RECORDS PROVIDED:
>>>

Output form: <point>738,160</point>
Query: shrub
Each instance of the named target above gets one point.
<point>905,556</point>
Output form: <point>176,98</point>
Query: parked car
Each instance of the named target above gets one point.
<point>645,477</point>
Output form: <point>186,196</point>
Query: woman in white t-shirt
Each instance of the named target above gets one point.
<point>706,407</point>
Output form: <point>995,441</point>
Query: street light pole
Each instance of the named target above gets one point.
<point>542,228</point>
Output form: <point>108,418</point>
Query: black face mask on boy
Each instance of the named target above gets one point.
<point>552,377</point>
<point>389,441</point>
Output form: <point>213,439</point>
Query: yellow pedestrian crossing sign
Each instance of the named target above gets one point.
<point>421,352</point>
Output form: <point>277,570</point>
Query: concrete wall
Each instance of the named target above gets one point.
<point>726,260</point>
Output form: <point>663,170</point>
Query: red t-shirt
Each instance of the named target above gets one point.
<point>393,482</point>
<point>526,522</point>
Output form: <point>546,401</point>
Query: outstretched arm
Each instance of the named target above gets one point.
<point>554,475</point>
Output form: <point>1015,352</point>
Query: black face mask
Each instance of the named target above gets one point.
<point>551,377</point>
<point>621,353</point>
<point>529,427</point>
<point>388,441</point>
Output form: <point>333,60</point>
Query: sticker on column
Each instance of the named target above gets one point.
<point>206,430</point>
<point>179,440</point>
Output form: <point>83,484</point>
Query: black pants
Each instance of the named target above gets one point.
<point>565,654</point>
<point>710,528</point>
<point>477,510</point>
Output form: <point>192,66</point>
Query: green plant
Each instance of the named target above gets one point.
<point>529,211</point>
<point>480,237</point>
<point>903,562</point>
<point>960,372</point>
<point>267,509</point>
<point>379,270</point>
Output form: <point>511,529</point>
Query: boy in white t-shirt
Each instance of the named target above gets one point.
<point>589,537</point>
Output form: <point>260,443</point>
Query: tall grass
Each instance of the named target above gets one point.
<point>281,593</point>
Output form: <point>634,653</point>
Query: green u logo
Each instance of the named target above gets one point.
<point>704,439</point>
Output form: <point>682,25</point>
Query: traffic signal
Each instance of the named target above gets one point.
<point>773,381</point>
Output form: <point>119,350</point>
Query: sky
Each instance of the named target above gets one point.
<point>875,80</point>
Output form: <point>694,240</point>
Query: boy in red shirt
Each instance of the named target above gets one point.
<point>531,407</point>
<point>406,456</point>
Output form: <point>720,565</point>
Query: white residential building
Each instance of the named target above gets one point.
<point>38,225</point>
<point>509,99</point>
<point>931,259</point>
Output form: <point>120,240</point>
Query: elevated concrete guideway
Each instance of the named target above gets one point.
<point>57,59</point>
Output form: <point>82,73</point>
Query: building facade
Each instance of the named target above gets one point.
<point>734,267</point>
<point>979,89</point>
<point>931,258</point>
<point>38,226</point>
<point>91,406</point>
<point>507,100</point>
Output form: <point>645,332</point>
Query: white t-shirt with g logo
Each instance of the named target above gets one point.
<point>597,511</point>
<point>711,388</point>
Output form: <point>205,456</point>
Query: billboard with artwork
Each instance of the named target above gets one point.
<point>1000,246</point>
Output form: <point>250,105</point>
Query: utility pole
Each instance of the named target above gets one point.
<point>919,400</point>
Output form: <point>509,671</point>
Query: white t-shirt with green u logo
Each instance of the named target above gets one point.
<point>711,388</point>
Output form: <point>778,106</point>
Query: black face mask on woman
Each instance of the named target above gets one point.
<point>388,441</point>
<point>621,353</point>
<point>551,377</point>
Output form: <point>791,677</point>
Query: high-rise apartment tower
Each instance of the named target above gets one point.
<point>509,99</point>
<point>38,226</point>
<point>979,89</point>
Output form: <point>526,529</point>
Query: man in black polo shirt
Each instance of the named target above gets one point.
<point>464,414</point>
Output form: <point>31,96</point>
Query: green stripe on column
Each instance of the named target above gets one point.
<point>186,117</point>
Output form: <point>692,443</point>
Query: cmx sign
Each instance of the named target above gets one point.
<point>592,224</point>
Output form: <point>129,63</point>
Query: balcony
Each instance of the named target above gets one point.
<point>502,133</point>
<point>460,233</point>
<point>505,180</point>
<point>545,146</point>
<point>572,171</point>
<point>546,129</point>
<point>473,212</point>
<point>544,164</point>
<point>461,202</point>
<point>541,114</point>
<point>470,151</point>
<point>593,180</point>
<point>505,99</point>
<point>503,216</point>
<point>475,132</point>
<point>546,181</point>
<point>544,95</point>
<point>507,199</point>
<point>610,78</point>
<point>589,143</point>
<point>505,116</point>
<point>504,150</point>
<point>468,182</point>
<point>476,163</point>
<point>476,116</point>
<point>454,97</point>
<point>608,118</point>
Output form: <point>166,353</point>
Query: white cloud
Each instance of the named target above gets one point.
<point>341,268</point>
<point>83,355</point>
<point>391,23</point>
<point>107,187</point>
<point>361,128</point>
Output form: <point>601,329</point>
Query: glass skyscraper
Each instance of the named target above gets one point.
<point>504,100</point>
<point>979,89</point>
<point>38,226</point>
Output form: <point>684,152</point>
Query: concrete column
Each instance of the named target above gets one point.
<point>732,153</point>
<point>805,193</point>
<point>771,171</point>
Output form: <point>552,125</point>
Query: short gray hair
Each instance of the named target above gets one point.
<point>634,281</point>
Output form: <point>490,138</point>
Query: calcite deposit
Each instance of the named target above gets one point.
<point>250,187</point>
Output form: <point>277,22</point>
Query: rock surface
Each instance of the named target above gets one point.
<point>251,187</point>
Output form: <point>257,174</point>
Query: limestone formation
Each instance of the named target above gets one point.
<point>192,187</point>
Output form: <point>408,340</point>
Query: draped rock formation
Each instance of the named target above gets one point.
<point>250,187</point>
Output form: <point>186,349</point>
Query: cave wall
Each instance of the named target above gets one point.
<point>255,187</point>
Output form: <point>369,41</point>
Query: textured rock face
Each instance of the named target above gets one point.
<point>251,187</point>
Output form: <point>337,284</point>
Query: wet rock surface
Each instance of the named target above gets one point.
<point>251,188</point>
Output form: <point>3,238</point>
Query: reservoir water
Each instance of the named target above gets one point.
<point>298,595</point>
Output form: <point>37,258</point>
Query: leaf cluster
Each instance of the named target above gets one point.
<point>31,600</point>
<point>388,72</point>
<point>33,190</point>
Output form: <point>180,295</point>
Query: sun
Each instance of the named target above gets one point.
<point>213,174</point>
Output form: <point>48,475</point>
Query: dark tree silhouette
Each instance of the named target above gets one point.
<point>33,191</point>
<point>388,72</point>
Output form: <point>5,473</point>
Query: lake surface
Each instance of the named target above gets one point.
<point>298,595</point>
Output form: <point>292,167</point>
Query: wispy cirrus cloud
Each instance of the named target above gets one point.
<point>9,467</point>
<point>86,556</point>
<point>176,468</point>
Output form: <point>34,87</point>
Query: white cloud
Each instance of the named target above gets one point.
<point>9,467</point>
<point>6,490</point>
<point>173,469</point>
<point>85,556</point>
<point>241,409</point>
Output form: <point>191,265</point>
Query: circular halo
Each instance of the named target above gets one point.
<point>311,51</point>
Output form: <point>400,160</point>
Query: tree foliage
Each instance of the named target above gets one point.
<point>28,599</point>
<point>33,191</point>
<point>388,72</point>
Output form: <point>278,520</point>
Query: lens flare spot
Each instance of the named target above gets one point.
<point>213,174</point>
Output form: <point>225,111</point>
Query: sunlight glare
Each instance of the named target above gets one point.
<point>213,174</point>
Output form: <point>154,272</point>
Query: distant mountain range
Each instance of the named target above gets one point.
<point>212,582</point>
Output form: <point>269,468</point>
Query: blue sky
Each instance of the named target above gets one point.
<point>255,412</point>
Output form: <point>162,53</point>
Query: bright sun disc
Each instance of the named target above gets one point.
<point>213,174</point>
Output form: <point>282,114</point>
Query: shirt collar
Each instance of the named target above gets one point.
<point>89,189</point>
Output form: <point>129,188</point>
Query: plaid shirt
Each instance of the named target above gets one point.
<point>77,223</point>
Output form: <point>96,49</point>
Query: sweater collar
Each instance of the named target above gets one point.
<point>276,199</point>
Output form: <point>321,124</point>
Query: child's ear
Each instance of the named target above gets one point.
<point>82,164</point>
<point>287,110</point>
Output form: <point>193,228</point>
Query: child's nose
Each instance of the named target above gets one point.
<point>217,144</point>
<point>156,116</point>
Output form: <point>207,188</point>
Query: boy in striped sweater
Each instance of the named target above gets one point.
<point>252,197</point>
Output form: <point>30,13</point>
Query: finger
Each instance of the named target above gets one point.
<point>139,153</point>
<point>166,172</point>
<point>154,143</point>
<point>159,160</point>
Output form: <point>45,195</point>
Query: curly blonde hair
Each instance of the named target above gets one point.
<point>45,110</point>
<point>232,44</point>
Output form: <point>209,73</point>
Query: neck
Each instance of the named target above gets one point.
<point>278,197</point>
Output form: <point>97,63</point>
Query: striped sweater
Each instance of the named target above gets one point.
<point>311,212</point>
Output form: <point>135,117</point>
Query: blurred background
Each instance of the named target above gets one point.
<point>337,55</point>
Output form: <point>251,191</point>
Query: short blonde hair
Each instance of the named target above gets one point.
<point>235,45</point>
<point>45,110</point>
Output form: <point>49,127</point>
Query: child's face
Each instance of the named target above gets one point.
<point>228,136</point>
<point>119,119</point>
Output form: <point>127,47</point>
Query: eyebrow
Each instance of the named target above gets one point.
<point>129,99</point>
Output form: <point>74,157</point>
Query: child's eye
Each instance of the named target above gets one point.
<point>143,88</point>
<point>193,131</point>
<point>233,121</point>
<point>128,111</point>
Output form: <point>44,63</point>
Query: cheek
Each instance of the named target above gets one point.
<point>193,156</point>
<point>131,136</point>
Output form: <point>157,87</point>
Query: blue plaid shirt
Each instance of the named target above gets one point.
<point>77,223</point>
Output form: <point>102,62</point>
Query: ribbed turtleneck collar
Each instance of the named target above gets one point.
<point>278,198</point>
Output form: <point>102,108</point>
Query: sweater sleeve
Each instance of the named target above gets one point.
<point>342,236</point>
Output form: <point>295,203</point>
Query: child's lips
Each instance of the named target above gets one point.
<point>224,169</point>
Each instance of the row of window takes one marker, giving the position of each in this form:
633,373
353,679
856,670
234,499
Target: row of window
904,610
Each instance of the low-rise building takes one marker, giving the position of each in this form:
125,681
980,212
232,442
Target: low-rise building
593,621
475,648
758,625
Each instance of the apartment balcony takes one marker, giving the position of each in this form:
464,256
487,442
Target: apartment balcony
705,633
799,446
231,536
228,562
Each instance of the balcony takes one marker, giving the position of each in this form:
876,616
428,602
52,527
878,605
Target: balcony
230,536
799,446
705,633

<<<

Write down only the closing run of lines: the one containing "Target: apartment balcony" and every line after it to the end of the entries, exactly.

Target: apartment balcony
705,633
799,446
231,536
228,562
Each instance of the balcony takes one marker, giving the position of each in this form:
876,616
428,602
52,527
878,605
Target: balcony
230,536
799,446
705,633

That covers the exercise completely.